Copy out every one of the entries below, character for character, without changing anything.

· · · ·

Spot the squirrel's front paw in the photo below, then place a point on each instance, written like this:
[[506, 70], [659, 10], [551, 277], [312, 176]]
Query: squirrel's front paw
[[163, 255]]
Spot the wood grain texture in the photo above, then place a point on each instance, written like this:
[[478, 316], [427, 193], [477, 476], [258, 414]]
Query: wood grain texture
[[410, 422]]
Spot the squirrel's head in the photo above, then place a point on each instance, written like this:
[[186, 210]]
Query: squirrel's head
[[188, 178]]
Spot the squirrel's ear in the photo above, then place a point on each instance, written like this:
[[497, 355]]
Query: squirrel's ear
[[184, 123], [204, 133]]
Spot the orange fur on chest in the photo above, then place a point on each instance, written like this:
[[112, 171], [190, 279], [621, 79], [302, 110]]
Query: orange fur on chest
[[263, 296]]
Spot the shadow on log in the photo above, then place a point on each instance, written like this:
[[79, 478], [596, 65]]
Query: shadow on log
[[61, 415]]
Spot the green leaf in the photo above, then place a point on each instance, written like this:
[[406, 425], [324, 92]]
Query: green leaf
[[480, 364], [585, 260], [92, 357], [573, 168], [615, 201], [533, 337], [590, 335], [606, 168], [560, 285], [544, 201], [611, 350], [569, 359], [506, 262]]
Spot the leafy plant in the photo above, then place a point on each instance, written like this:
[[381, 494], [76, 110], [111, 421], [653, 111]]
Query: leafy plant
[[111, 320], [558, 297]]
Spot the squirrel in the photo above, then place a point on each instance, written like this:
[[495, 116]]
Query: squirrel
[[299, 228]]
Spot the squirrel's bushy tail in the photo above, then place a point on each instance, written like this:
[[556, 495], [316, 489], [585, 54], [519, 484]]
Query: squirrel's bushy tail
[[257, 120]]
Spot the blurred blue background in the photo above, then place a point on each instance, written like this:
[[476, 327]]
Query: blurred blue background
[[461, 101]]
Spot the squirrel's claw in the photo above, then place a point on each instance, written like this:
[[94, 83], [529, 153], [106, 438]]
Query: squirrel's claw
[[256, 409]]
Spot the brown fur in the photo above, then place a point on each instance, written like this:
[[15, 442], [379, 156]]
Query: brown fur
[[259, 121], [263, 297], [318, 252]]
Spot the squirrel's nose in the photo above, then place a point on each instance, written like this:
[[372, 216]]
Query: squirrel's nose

· · · ·

> **Task answer**:
Spot the squirrel's front paw in the photo below, then place a point on each instance, written like this:
[[506, 70], [659, 10], [551, 277], [312, 176]]
Query: squirrel's front paw
[[163, 255]]
Spot the wood grain texture in the photo above, then place a point on each instance, written like this:
[[478, 316], [427, 193], [477, 476], [258, 414]]
Query: wood grain texture
[[410, 422]]
Spot the squirrel's head in the photo above, then place a point on each instance, written like this:
[[186, 210]]
Query: squirrel's head
[[188, 178]]
Spot the squirrel's ear in the photo above, then place a point on each instance, written like this:
[[497, 355]]
Query: squirrel's ear
[[184, 123], [204, 133]]
Spot the orange fur on chest in the photo above, then place a point on each instance, written like this:
[[112, 171], [190, 279], [621, 79], [302, 110]]
Query: orange fur on chest
[[263, 296]]
Spot the shadow on log in the photo above, then place a point on each instance, written like this:
[[79, 478], [596, 65]]
Query: shadow on log
[[61, 415]]
Spot the green leaf in the photo above, then place a point on each instance, written like this:
[[406, 425], [324, 92]]
Query: green leaf
[[480, 364], [585, 260], [92, 357], [573, 168], [615, 201], [533, 337], [590, 335], [606, 168], [560, 285], [544, 201], [611, 350], [569, 359], [506, 262]]
Spot the leafy plant in the photo above, then place a point on each instance, written like this:
[[381, 494], [76, 110], [111, 421], [653, 111]]
Query: leafy plant
[[111, 320], [558, 297]]
Spot the squirrel in the photo above, then place a point on each instance, written like this:
[[495, 116]]
Query: squirrel
[[299, 228]]
Spot the squirrel's bushy tail in the photo above, then place a point on each instance, written like this:
[[556, 495], [316, 489], [585, 54], [519, 484]]
Query: squirrel's bushy tail
[[257, 120]]
Spot the blurred blue background in the photo above, then place a point on each instance, written like this:
[[476, 327]]
Query: blurred blue background
[[461, 101]]
Spot the squirrel's claw in the photo above, then place a point on each instance, written like this:
[[94, 83], [529, 153], [106, 438]]
Query: squirrel's claw
[[256, 409]]
Spot the brown fur in the photo above, then place a point on each instance, written like this:
[[15, 442], [379, 156]]
Query: brown fur
[[259, 121], [263, 297], [318, 252]]
Spot the squirrel's nose in the photo above, then place a point on each instance, written like this:
[[372, 216]]
Query: squirrel's nose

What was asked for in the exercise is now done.